Given passage:
Unpopular opinion: we shouldn’t be hating on Martin Shkreli.  Here's why:


1. Behaviors and Choices Should Not Negate Universal Human Rights

HIV/AIDS, as we know, disproportionately affects impoverished populations, and increasingly, impoverished women worldwide.  Paul Farmer, Margaret Coates, and Janie Simmons, authors of Women, Poverty, and Aids, work to destabilize the pervading stereotype that HIV/AIDS affects only certain sectors of the global population. To combat the stigma, the researchers highlight narratives that negate the belief that HIV/AIDS is the consequence of poor choices, and such is the story of Mildred, a 29-year-old preacher's daughter. Mildred does not engage in injection drug use or sex work, but contracts HIV through her husband's absconded heroin addiction. The researchers hope to shed light that even the Mildreds of the world, innocent as-they-come and ensconced in "puppy love," are not protected from the HIV/AIDS pandemic, especially when viewed through the prism of poverty. Mildred's story serves to vindicate HIV/AIDS as a human rights issue, and not just moral quagmire. 

Or does it?  Instead, does elevating Mildred's story actually create a moral hierarchy for women?  I argue that stories like Mildred's only serve to disparage the realities of other women and to further advance choice politics, arguing the public should only care about HIV/AIDS because it also affects women who do not engage in drug use or sex work. In this way, Mildred's story only further shames other women for the individual choices they make.
HIV/AIDS, the researchers conclude, is not a nexus of individual choices, but a product of the structural violence maintained through neoliberalism and structures of power.  HIV/AIDS is a human rights issue, and should be prioritized independent of individual behavior.

So what does that mean for Shkreli? To fully humanize Shkreli is to elevate the consequences of individual choices and further obfuscate the monolith of structural violence. To hate a man so viscerally, to ask how could one man be so greedy at the expense of millions of lives, is to deny the full extent of systemic violence.

The moral problem is not that one individual made a dastardly choice at the disposal of millions of lives.

The moral problem is that a one individual was able to.


2. Is it Possible to Have the Same Moral Standards for People Who Are Disempowered as for People In Power?

Entries shown:
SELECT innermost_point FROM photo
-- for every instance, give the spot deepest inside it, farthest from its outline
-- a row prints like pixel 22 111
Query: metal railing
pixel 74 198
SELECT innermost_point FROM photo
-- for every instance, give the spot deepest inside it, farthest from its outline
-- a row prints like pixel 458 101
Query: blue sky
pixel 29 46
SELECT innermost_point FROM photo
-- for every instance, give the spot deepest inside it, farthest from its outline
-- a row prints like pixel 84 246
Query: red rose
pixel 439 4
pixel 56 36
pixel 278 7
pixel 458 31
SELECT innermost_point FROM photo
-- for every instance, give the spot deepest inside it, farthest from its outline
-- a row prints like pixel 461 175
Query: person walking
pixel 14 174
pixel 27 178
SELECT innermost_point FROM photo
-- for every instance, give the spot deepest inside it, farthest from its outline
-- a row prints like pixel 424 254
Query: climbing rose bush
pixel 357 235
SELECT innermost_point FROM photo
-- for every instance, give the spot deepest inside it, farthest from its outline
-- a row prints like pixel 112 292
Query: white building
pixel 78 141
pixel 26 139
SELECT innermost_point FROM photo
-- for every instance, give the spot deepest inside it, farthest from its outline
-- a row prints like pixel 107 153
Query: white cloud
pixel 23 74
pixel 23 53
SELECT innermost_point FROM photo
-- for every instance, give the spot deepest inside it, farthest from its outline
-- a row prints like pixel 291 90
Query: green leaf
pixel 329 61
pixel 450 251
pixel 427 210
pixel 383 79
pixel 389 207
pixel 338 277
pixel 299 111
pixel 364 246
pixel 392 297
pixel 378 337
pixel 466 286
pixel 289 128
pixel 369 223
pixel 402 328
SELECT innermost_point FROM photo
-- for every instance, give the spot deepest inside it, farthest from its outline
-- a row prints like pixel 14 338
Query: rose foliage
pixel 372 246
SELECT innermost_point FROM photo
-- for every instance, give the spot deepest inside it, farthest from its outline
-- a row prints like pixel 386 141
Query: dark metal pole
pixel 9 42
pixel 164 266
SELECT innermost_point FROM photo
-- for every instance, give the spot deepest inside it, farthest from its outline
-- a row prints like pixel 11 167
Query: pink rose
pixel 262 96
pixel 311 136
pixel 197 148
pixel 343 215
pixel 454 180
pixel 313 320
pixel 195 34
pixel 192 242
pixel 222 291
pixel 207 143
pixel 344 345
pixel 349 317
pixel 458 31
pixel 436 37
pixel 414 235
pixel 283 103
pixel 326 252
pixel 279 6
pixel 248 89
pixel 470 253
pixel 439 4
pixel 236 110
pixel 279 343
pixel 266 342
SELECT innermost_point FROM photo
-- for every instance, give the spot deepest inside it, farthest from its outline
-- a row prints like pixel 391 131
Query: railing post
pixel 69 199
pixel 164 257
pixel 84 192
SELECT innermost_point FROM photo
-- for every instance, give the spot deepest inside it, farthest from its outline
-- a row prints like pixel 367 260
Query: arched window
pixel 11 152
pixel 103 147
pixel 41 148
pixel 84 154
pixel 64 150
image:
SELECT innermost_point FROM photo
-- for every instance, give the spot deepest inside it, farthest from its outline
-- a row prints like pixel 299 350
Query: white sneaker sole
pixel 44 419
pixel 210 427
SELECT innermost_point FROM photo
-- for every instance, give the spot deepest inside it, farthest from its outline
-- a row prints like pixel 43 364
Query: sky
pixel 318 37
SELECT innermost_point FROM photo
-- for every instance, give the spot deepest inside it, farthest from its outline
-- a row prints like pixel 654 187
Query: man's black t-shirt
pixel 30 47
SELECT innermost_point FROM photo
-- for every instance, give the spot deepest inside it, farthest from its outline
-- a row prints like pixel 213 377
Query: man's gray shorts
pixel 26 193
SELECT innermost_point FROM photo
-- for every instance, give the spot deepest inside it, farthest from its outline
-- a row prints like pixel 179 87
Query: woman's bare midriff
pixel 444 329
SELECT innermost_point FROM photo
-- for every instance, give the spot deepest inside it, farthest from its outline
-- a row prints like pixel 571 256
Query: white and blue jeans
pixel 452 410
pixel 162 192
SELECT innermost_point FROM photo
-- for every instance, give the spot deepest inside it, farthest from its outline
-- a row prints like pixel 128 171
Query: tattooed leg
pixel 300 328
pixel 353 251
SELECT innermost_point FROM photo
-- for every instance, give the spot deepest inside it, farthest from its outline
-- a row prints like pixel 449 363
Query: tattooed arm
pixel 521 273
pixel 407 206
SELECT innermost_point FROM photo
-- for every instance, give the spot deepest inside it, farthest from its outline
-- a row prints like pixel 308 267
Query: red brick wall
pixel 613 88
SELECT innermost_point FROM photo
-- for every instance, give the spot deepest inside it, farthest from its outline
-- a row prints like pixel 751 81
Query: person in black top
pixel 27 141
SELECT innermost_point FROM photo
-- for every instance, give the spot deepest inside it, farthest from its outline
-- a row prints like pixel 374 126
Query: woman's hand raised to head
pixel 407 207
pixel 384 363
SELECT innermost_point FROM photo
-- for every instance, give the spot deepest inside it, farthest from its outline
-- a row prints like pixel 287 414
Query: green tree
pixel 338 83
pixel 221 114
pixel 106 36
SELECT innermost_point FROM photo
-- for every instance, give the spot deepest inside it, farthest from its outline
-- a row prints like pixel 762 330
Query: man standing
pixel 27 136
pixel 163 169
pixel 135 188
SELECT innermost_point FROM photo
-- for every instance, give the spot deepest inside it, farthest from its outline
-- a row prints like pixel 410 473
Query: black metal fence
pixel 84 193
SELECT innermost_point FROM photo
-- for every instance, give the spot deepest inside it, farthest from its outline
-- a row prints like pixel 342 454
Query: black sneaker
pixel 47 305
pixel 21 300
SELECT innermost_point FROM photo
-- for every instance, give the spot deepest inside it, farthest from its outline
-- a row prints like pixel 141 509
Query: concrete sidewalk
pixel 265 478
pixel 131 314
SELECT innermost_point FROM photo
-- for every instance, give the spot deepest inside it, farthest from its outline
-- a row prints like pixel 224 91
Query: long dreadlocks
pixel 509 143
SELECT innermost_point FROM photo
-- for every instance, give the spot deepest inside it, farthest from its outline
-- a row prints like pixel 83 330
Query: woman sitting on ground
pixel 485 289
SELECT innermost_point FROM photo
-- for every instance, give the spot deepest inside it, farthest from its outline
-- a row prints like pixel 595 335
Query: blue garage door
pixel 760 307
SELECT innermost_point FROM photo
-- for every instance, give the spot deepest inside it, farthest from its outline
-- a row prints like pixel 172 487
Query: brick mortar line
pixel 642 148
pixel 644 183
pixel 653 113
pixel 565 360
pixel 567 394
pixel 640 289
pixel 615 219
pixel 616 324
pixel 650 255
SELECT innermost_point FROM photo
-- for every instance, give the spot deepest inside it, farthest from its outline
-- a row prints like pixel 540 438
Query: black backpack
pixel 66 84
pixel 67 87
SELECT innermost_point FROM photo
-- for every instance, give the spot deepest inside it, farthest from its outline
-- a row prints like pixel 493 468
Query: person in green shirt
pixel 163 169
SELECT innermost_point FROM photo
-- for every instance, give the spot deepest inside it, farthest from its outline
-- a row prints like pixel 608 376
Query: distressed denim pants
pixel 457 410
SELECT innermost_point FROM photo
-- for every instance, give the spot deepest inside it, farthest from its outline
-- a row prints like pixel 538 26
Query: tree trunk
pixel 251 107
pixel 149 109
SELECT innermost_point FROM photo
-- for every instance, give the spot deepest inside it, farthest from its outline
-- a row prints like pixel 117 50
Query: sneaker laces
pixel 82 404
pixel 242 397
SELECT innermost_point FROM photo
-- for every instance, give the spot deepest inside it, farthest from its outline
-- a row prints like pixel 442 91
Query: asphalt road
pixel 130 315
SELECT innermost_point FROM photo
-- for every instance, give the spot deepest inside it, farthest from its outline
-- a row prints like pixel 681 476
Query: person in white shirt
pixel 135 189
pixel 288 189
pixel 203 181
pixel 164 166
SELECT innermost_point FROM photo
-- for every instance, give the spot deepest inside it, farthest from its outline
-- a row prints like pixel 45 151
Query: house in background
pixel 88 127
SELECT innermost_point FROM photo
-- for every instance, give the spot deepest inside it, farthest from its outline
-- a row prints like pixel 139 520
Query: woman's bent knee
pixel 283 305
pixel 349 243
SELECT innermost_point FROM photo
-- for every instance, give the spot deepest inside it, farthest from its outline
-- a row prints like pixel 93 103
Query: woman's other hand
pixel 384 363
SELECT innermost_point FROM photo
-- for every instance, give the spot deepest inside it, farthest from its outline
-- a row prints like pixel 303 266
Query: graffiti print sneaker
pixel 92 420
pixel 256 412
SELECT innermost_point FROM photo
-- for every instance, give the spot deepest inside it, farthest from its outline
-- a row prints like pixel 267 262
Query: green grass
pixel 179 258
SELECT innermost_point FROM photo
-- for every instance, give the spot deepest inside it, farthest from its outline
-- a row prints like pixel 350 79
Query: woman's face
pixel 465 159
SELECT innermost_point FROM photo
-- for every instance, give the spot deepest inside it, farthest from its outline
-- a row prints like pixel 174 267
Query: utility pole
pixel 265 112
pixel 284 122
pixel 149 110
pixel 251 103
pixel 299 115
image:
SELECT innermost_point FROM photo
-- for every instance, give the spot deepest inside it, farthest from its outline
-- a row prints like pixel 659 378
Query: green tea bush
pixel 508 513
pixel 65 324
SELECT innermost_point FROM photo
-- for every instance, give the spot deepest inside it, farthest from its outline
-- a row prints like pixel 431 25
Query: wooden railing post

---

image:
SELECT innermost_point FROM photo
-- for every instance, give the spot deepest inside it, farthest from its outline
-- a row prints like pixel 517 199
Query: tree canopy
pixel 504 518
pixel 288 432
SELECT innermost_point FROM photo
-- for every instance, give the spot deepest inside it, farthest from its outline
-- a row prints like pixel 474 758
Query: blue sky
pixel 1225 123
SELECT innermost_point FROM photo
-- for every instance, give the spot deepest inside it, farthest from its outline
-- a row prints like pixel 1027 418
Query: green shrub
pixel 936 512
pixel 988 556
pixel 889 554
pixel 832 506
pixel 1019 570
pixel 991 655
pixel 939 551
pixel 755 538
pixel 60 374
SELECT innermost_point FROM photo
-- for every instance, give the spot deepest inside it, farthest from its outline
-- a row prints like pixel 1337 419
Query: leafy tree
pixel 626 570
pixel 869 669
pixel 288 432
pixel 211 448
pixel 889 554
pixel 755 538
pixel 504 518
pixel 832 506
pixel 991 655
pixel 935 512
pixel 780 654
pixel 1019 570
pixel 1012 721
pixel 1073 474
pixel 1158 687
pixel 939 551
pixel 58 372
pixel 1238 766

---

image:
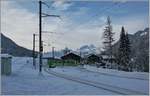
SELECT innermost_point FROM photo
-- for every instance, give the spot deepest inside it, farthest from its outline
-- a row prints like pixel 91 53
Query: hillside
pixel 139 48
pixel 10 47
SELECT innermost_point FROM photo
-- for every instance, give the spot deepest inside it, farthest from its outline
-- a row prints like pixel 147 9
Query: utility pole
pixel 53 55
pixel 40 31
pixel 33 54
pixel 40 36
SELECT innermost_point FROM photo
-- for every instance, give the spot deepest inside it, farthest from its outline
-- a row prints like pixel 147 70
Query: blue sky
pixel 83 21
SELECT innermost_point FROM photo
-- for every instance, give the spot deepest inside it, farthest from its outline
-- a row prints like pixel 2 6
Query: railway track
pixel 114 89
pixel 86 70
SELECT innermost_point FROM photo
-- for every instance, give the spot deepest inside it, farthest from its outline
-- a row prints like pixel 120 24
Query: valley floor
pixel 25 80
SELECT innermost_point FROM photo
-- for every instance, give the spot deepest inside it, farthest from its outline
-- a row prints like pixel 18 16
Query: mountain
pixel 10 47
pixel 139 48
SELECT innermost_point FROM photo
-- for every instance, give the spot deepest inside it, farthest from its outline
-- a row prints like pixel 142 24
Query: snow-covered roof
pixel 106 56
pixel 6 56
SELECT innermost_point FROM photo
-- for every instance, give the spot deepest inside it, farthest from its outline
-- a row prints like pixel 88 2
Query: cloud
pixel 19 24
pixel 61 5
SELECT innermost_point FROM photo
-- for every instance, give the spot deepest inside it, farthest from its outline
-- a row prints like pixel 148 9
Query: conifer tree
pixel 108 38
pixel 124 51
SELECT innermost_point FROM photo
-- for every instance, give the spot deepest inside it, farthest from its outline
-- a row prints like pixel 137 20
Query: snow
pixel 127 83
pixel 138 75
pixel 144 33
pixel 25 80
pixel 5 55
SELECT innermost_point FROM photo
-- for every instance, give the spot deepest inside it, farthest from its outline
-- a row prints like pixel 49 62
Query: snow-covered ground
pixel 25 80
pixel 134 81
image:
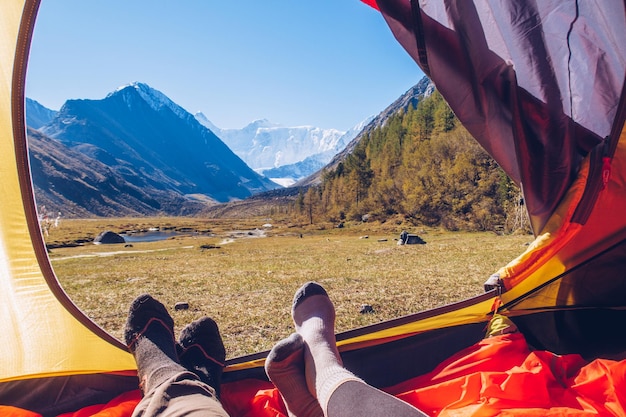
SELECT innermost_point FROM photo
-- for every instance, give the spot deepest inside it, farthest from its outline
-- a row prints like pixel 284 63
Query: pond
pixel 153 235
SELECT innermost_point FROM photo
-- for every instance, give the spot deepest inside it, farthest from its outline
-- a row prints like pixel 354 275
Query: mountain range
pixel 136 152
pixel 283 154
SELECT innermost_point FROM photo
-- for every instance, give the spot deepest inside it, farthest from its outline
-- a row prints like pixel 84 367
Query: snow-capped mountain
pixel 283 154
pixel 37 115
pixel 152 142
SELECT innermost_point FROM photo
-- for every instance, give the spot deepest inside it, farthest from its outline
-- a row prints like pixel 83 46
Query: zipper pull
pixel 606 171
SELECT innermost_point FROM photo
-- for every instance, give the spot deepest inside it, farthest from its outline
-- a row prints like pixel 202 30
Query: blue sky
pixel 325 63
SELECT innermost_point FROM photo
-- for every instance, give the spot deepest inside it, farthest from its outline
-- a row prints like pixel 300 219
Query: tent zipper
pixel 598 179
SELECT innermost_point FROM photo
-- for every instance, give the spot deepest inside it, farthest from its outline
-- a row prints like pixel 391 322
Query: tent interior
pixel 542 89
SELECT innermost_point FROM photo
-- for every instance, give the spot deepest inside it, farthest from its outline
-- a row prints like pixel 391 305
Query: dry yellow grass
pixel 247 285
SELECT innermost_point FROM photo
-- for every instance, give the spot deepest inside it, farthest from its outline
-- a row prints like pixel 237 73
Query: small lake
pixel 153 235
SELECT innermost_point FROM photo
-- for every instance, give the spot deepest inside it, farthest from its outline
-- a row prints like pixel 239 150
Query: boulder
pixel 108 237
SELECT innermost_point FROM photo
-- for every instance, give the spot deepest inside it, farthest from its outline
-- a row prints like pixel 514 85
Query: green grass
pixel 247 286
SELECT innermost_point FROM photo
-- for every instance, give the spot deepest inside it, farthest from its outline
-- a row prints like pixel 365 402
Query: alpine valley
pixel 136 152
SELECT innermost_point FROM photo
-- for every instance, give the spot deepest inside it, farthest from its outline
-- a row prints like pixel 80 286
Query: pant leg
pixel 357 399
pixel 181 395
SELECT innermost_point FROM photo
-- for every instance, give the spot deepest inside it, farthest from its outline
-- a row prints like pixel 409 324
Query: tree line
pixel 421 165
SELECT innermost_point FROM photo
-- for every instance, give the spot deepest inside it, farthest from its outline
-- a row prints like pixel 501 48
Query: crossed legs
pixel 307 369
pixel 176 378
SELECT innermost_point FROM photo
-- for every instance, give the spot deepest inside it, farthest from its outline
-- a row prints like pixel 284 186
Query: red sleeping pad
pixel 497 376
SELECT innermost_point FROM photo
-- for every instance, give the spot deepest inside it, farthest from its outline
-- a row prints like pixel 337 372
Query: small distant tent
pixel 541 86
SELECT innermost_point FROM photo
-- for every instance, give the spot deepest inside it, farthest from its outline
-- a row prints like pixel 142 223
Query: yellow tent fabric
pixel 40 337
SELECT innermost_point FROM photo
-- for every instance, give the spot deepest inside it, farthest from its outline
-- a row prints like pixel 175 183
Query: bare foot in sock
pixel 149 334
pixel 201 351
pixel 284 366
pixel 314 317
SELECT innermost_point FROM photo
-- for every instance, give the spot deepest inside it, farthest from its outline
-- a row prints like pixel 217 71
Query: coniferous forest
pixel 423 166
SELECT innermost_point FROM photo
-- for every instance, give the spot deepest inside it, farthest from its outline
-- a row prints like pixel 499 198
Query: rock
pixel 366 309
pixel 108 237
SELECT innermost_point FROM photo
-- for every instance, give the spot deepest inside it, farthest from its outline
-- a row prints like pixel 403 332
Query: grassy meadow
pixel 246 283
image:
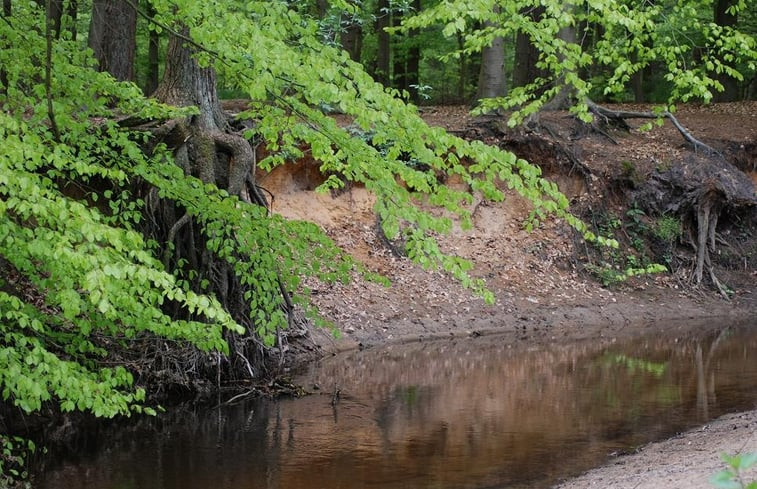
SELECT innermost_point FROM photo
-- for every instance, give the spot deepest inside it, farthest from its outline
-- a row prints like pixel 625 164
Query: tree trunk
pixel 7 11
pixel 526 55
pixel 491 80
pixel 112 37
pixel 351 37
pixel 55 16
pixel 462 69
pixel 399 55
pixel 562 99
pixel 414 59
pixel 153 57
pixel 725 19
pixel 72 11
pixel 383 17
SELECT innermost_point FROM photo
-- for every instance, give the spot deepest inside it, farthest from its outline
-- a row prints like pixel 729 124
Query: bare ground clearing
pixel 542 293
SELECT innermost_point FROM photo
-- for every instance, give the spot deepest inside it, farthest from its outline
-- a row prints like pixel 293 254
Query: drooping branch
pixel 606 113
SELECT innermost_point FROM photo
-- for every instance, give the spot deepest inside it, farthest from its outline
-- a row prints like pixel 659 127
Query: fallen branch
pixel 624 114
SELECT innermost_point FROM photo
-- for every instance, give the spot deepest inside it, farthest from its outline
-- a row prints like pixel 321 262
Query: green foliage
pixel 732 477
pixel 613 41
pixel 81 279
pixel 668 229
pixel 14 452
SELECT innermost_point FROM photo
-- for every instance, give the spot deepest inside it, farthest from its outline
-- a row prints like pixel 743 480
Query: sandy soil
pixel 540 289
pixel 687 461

What you will do:
A) According to the passage on Martin Shkreli, who wrote Women, Poverty, and Aids?
B) Condense the paragraph of the passage on Martin Shkreli that begins "Or does it?" into a shorter version that keeps its main points.
C) Reproduce everything in the passage on Martin Shkreli from "HIV/AIDS, the researchers" down to "was able to.".

Completed exercise:
A) Paul Farmer, Margaret Coates, and Janie Simmons.

B) The author asks whether elevating Mildred's story creates a moral hierarchy for women, and argues that it does. Such stories disparage other women's realities and advance choice politics. They imply the public should care about HIV/AIDS only because it also affects women who do not use drugs or do sex work. In this way, they further shame other women for their individual choices.

C)
HIV/AIDS, the researchers conclude, is not a nexus of individual choices, but a product of the structural violence maintained through neoliberalism and structures of power.  HIV/AIDS is a human rights issue, and should be prioritized independent of individual behavior.

So what does that mean for Shkreli? To fully humanize Shkreli is to elevate the consequences of individual choices and further obfuscate the monolith of structural violence. To hate a man so viscerally, to ask how could one man be so greedy at the expense of millions of lives, is to deny the full extent of systemic violence.

The moral problem is not that one individual made a dastardly choice at the disposal of millions of lives.

The moral problem is that a one individual was able to.